## Task prompt
Please extract each line of the listing below that includes the word "water".

## Supplied entries
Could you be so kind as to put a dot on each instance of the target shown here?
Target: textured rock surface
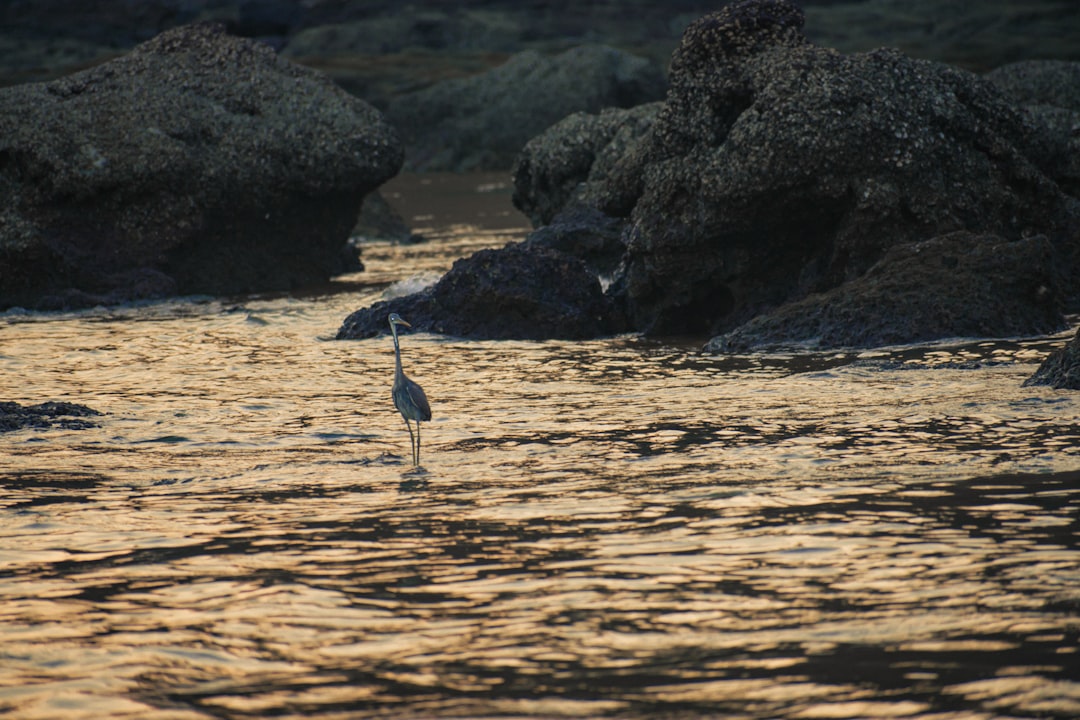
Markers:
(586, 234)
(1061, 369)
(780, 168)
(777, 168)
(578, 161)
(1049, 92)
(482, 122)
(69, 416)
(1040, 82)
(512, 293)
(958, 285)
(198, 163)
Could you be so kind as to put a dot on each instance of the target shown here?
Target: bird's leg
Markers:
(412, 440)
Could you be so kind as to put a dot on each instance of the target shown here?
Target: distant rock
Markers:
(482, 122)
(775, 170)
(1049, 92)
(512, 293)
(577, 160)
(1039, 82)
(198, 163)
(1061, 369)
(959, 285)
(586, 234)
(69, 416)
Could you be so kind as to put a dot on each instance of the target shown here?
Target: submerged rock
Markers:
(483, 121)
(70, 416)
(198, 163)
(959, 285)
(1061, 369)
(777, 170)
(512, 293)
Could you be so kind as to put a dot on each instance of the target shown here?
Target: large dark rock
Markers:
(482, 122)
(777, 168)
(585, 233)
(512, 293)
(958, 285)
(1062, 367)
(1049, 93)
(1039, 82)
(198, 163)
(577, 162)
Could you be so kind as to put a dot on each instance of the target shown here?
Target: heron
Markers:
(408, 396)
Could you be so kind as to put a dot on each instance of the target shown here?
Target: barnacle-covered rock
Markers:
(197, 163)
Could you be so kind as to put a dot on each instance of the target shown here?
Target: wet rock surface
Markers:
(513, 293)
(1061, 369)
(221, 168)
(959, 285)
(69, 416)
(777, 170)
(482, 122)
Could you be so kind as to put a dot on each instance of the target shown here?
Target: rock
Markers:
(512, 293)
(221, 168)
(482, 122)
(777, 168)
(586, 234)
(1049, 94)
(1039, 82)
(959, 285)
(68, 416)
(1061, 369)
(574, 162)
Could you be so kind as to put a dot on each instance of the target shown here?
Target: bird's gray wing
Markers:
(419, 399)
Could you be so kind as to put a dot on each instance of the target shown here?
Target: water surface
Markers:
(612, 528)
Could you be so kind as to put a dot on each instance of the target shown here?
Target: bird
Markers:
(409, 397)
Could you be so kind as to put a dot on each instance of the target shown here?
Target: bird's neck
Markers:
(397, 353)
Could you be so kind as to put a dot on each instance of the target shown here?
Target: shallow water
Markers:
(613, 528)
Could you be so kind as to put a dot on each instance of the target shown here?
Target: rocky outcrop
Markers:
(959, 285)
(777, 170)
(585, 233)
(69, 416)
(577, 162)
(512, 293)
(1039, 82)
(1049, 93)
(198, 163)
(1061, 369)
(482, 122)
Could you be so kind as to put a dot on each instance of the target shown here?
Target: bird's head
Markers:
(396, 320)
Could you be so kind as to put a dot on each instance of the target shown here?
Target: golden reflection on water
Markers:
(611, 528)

## Final result
Target: water surface
Target: shallow water
Target: golden reflection on water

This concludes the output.